■ Excerpted text
== == ==
The Normalize Gains and Normalize Delays commands ensure that all per-sub gain blocks have an attenuation in dB that is positive or zero, and that all per-sub delay blocks have a delay that is positive or zero respectively. They do so by lumping all positive gains into a shared gain block and all negative delays into a shared delay block. A negative delay in a shared delay block corresponds to a required increase of AVR sub distance relative to its value when the measurements were performed. You can determine the amount of this distance change if the option System uses AVR or pre-pro with sub out is checked in the Hardware, Filter Reports property sheet of the Application Options dialog. To determine the required change of AVR sub distance setting corresponding to this shared delay, open up a filter report for the configuration in question and scroll down to the end. You'll see it under Final gain and delay/distance settings. See Supplying Information About Your AVR in the tutorial.
== == ==
Natural language descriptions of regions:
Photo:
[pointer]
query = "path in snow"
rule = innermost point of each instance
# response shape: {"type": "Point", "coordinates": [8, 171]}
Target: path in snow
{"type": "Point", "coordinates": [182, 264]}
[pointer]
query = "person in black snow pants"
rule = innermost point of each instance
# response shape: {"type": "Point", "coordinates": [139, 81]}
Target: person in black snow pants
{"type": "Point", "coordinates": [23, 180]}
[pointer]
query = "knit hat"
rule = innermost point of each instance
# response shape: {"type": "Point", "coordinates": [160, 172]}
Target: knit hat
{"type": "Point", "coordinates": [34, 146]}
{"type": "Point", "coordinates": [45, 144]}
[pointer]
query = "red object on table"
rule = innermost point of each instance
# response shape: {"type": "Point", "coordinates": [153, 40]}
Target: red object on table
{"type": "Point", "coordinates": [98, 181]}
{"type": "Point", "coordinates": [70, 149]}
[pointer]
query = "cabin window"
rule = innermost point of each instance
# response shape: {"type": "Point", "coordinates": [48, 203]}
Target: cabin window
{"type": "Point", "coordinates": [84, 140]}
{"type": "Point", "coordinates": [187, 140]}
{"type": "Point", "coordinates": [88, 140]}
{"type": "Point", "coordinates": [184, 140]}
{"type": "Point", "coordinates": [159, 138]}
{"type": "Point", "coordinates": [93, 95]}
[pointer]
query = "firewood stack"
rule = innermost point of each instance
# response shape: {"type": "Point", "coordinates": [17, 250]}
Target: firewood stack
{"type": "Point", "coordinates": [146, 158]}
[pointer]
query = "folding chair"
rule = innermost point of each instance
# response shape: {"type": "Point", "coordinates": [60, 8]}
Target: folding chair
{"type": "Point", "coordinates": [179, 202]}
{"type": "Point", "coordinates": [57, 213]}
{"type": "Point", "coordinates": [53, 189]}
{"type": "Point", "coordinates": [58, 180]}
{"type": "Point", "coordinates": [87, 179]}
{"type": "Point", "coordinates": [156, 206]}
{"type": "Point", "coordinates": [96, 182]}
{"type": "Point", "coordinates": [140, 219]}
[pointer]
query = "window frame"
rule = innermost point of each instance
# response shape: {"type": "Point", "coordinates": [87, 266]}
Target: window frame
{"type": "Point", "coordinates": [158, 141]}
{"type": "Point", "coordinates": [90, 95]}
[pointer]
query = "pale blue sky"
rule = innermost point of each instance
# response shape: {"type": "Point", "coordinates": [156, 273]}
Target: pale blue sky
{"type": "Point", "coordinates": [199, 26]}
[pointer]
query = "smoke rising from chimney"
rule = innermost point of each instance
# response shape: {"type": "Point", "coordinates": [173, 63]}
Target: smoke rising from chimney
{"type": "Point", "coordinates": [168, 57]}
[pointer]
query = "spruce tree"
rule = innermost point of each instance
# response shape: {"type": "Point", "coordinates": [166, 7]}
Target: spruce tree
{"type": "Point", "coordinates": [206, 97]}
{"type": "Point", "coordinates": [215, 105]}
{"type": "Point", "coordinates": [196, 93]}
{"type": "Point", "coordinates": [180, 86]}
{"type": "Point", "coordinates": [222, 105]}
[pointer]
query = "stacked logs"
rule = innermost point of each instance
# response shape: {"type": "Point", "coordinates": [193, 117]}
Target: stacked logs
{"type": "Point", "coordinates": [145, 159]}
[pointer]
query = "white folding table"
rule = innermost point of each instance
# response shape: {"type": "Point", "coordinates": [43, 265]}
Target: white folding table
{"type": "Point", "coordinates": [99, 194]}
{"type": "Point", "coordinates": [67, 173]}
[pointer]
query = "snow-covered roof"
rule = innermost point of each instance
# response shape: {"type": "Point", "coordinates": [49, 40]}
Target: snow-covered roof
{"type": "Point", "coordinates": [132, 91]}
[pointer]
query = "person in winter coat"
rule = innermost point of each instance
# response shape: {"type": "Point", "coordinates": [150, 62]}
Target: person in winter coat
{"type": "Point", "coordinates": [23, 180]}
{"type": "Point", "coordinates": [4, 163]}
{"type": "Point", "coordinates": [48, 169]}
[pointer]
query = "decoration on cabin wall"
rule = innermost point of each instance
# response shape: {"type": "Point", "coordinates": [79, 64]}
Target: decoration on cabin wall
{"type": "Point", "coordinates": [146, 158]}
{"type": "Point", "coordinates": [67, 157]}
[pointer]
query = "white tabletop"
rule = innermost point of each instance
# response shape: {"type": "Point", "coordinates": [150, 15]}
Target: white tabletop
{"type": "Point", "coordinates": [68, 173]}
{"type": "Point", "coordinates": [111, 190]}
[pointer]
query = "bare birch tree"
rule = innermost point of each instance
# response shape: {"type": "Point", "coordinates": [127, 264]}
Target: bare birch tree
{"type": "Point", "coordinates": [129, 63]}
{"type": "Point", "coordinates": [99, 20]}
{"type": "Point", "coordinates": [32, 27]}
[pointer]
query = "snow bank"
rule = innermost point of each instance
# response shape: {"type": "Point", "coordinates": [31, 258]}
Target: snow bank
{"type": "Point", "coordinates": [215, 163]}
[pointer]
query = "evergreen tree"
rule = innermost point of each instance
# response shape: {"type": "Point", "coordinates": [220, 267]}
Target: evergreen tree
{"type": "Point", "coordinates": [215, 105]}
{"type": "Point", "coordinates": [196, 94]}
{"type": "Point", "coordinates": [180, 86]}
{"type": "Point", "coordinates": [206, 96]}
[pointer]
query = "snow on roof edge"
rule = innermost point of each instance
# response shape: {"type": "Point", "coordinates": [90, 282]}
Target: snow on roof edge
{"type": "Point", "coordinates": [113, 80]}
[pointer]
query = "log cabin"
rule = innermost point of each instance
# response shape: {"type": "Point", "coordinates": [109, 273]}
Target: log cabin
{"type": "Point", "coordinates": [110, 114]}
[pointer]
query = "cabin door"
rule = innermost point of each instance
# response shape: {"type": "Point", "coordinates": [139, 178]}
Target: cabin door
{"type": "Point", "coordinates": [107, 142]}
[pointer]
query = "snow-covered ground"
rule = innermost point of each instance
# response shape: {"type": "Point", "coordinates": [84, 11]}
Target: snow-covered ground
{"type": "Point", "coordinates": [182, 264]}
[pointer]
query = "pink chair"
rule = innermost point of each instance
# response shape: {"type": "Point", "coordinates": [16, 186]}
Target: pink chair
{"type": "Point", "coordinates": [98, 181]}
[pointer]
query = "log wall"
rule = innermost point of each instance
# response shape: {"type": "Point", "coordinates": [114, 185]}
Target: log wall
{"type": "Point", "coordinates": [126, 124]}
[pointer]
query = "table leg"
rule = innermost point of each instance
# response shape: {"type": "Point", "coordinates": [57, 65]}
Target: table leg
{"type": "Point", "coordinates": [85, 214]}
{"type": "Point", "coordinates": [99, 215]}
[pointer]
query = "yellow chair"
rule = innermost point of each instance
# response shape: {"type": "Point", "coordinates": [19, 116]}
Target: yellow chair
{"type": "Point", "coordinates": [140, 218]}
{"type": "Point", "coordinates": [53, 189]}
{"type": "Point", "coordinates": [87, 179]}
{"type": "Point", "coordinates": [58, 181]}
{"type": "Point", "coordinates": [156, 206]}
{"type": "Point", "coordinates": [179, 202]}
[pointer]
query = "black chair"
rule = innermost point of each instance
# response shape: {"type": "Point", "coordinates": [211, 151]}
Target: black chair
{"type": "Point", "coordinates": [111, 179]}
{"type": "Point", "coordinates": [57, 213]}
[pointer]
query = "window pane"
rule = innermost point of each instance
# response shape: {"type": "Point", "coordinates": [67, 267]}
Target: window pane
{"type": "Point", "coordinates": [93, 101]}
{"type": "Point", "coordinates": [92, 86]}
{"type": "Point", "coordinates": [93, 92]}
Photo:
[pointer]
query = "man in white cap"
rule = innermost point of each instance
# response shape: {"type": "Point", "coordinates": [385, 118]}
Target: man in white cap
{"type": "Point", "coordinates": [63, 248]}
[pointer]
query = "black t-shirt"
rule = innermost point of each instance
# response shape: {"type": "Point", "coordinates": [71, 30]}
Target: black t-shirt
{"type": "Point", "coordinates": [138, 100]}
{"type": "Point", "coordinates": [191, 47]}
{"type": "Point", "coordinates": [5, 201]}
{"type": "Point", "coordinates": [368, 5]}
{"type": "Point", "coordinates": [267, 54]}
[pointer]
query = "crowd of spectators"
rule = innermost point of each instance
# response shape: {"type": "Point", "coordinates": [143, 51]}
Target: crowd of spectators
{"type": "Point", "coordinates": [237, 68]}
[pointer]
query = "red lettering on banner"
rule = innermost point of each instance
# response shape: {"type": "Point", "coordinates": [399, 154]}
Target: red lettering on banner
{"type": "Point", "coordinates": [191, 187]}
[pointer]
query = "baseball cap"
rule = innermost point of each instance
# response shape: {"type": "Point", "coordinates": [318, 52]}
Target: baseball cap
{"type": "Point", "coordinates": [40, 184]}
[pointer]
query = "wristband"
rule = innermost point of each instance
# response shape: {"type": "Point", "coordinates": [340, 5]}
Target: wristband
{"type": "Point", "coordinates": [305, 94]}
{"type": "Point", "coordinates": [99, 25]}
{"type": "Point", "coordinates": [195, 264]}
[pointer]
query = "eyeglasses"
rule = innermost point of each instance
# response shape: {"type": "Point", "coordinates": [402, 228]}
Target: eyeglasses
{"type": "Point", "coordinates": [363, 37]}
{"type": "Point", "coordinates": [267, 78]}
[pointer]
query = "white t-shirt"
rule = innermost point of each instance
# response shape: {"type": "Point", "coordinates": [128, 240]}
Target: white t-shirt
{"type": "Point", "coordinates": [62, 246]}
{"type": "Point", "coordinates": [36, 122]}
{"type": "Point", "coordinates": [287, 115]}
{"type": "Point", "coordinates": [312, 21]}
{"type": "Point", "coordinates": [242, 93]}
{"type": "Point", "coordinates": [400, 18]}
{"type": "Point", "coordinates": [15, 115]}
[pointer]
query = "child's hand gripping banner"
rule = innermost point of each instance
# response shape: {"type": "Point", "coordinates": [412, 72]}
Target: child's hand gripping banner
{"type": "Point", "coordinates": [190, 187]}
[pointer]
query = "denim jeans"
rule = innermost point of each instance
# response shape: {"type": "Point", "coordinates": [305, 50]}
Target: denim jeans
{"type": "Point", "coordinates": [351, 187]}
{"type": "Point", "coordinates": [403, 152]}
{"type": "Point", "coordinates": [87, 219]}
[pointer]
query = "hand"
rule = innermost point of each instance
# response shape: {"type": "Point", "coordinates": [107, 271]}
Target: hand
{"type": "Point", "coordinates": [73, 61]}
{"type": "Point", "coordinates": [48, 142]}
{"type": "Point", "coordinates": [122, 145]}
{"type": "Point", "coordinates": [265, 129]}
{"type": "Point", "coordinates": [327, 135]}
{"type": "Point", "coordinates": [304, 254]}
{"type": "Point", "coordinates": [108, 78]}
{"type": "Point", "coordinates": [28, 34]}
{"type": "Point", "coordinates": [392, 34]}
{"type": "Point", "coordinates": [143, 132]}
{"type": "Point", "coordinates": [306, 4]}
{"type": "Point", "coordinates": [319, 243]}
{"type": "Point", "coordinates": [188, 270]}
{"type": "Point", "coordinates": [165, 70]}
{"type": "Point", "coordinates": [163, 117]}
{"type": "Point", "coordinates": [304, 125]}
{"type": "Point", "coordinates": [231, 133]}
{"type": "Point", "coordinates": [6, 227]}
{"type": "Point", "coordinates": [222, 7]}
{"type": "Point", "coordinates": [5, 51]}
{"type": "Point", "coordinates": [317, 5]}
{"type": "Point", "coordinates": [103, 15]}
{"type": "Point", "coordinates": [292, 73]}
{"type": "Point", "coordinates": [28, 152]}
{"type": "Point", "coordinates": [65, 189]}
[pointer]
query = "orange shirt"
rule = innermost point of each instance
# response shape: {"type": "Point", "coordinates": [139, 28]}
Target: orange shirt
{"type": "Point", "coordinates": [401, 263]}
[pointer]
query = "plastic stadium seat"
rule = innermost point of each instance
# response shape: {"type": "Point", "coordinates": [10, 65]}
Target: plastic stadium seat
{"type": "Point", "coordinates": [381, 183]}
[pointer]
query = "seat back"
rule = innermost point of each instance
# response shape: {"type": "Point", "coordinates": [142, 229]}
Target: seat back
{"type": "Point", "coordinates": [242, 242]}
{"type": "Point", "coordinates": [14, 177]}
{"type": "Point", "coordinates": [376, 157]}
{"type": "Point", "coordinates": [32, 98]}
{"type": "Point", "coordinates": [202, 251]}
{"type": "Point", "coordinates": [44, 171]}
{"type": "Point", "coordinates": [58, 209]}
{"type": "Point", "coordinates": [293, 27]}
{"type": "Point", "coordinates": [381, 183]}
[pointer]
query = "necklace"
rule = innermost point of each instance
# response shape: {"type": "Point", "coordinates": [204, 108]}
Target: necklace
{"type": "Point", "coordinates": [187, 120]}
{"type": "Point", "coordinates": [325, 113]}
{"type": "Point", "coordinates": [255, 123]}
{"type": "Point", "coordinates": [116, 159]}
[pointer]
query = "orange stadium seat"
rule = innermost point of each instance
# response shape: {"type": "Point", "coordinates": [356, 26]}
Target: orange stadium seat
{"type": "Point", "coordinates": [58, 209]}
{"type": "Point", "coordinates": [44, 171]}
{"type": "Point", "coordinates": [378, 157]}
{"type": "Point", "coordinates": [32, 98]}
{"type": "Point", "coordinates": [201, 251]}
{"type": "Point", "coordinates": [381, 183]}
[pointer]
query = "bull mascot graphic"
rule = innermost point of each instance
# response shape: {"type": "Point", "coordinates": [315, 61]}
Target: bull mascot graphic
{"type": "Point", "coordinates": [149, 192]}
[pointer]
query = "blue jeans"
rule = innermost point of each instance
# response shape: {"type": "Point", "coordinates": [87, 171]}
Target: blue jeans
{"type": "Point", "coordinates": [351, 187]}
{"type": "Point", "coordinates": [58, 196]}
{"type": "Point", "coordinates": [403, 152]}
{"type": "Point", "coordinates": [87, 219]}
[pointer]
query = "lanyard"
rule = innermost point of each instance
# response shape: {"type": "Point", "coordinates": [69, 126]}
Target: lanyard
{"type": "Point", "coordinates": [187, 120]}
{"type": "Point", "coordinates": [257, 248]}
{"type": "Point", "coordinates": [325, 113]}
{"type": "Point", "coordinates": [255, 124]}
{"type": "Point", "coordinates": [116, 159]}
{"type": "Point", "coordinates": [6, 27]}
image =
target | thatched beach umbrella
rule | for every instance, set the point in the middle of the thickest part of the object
== == ==
■ What this task involves
Answer these questions using the excerpt on normalizing gains and delays.
(a) Into what do the two commands lump all positive gains?
(b) What does a negative delay in a shared delay block correspond to?
(c) Under what heading at the end of a filter report does the required change of AVR sub distance setting appear?
The listing has nothing to do with what comes next.

■ Result
(a) A shared gain block.
(b) A required increase of AVR sub distance relative to its value when the measurements were performed.
(c) Final gain and delay/distance settings.